Work order:
Could you restate the entries word for word, without the images?

Data to process:
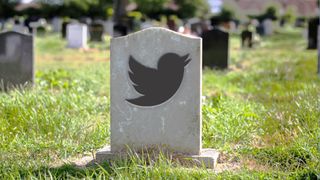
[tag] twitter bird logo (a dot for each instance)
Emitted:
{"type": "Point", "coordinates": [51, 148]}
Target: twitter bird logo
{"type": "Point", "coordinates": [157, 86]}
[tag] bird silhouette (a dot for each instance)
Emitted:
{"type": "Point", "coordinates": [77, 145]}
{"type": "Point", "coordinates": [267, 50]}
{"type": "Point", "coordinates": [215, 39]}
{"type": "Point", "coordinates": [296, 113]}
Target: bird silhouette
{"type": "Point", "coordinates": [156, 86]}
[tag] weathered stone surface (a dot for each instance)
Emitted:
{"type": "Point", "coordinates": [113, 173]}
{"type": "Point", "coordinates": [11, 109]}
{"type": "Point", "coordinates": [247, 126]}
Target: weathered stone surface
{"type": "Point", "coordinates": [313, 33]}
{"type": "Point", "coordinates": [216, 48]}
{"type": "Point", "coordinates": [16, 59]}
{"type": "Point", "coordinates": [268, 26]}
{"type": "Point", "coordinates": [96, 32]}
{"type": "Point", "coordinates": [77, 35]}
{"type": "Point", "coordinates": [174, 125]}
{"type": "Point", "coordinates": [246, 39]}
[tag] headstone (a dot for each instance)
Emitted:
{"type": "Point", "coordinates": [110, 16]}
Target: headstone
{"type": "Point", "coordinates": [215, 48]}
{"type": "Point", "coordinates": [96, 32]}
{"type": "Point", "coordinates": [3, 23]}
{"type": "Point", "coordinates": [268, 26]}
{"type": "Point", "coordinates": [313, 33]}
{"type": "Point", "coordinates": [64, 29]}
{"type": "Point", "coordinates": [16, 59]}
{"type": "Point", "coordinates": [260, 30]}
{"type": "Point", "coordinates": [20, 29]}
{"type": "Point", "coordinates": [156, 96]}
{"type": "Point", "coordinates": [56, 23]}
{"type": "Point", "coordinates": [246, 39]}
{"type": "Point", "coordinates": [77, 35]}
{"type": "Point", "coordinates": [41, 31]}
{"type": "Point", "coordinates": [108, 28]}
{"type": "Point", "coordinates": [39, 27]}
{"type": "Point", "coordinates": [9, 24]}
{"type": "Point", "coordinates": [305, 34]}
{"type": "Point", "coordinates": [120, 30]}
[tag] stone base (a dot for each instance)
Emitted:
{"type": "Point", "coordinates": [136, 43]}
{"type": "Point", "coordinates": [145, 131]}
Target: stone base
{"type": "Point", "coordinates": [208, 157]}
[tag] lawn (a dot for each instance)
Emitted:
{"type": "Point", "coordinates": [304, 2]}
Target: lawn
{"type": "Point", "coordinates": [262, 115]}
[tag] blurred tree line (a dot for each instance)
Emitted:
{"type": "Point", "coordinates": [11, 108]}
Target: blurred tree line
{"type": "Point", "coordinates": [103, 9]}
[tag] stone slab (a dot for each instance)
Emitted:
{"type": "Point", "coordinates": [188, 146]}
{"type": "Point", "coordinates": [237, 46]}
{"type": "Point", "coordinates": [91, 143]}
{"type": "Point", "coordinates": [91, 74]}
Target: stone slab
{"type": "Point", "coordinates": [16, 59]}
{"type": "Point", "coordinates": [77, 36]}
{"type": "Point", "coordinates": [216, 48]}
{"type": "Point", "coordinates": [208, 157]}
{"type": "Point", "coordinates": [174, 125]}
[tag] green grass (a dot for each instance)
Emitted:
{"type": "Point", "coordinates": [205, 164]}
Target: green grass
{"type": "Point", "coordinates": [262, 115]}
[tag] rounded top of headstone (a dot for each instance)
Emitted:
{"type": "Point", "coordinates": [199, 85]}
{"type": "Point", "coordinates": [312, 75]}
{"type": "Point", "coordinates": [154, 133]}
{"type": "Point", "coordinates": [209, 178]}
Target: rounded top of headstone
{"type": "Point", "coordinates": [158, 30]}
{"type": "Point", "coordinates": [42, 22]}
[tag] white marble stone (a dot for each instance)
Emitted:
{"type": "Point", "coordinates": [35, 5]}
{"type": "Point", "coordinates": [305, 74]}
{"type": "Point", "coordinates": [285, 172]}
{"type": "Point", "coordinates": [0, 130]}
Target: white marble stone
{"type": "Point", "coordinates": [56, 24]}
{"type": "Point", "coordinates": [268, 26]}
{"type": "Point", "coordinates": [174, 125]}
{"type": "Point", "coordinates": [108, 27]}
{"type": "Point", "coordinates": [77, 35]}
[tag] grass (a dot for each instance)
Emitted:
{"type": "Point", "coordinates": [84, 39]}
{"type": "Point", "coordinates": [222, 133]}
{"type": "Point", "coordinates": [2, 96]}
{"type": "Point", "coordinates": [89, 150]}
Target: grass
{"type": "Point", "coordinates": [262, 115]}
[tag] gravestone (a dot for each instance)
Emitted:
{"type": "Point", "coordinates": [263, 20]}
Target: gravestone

Task response:
[tag] twitter bird logo (a dot for each instance)
Emitted:
{"type": "Point", "coordinates": [51, 148]}
Target: twitter bird logo
{"type": "Point", "coordinates": [157, 86]}
[tag] bird silhouette (a dot for each instance)
Emitted:
{"type": "Point", "coordinates": [77, 145]}
{"type": "Point", "coordinates": [267, 50]}
{"type": "Point", "coordinates": [215, 39]}
{"type": "Point", "coordinates": [296, 113]}
Target: bird silhouette
{"type": "Point", "coordinates": [156, 86]}
[tag] weathered stone surface (a dot for each instance)
Emitted:
{"type": "Point", "coordinates": [113, 173]}
{"type": "Point", "coordinates": [11, 109]}
{"type": "Point", "coordinates": [247, 126]}
Target: weathered stone surface
{"type": "Point", "coordinates": [313, 33]}
{"type": "Point", "coordinates": [216, 48]}
{"type": "Point", "coordinates": [16, 59]}
{"type": "Point", "coordinates": [268, 26]}
{"type": "Point", "coordinates": [96, 32]}
{"type": "Point", "coordinates": [77, 35]}
{"type": "Point", "coordinates": [174, 125]}
{"type": "Point", "coordinates": [246, 39]}
[tag] headstone (a dot for each instance)
Emitted:
{"type": "Point", "coordinates": [110, 16]}
Target: headstone
{"type": "Point", "coordinates": [215, 48]}
{"type": "Point", "coordinates": [96, 32]}
{"type": "Point", "coordinates": [3, 23]}
{"type": "Point", "coordinates": [268, 26]}
{"type": "Point", "coordinates": [313, 33]}
{"type": "Point", "coordinates": [64, 29]}
{"type": "Point", "coordinates": [16, 59]}
{"type": "Point", "coordinates": [260, 30]}
{"type": "Point", "coordinates": [20, 29]}
{"type": "Point", "coordinates": [156, 96]}
{"type": "Point", "coordinates": [56, 23]}
{"type": "Point", "coordinates": [246, 39]}
{"type": "Point", "coordinates": [77, 35]}
{"type": "Point", "coordinates": [41, 31]}
{"type": "Point", "coordinates": [108, 28]}
{"type": "Point", "coordinates": [39, 27]}
{"type": "Point", "coordinates": [9, 24]}
{"type": "Point", "coordinates": [305, 34]}
{"type": "Point", "coordinates": [120, 30]}
[tag] stone base (a dot for each instance)
Emitted:
{"type": "Point", "coordinates": [136, 43]}
{"type": "Point", "coordinates": [145, 131]}
Target: stone base
{"type": "Point", "coordinates": [208, 157]}
[tag] lawn (a dot for each instance)
Emitted:
{"type": "Point", "coordinates": [304, 2]}
Target: lawn
{"type": "Point", "coordinates": [262, 115]}
[tag] blurred tree line (a dot for each instance)
Emitted:
{"type": "Point", "coordinates": [11, 108]}
Target: blurred tree line
{"type": "Point", "coordinates": [103, 9]}
[tag] stone slab (a dot for each instance)
Emitted:
{"type": "Point", "coordinates": [188, 146]}
{"type": "Point", "coordinates": [237, 46]}
{"type": "Point", "coordinates": [91, 143]}
{"type": "Point", "coordinates": [91, 74]}
Target: stone slab
{"type": "Point", "coordinates": [16, 59]}
{"type": "Point", "coordinates": [77, 36]}
{"type": "Point", "coordinates": [216, 48]}
{"type": "Point", "coordinates": [208, 157]}
{"type": "Point", "coordinates": [174, 125]}
[tag] green grass (a dot for each instance)
Emitted:
{"type": "Point", "coordinates": [205, 164]}
Target: green grass
{"type": "Point", "coordinates": [262, 115]}
[tag] rounded top of headstone (a dot for each instance)
Emitted:
{"type": "Point", "coordinates": [199, 85]}
{"type": "Point", "coordinates": [312, 75]}
{"type": "Point", "coordinates": [154, 133]}
{"type": "Point", "coordinates": [209, 178]}
Target: rounded top of headstone
{"type": "Point", "coordinates": [158, 30]}
{"type": "Point", "coordinates": [42, 22]}
[tag] white marble stone (a dot for each instance)
Emitted:
{"type": "Point", "coordinates": [35, 5]}
{"type": "Point", "coordinates": [305, 74]}
{"type": "Point", "coordinates": [285, 172]}
{"type": "Point", "coordinates": [0, 130]}
Target: white marble stone
{"type": "Point", "coordinates": [56, 24]}
{"type": "Point", "coordinates": [268, 26]}
{"type": "Point", "coordinates": [174, 125]}
{"type": "Point", "coordinates": [108, 27]}
{"type": "Point", "coordinates": [77, 35]}
[tag] grass (a dot for each instance)
Emitted:
{"type": "Point", "coordinates": [84, 39]}
{"type": "Point", "coordinates": [222, 133]}
{"type": "Point", "coordinates": [2, 96]}
{"type": "Point", "coordinates": [89, 150]}
Target: grass
{"type": "Point", "coordinates": [262, 115]}
[tag] gravestone (a dot for each instance)
Emitted:
{"type": "Point", "coordinates": [263, 20]}
Target: gravestone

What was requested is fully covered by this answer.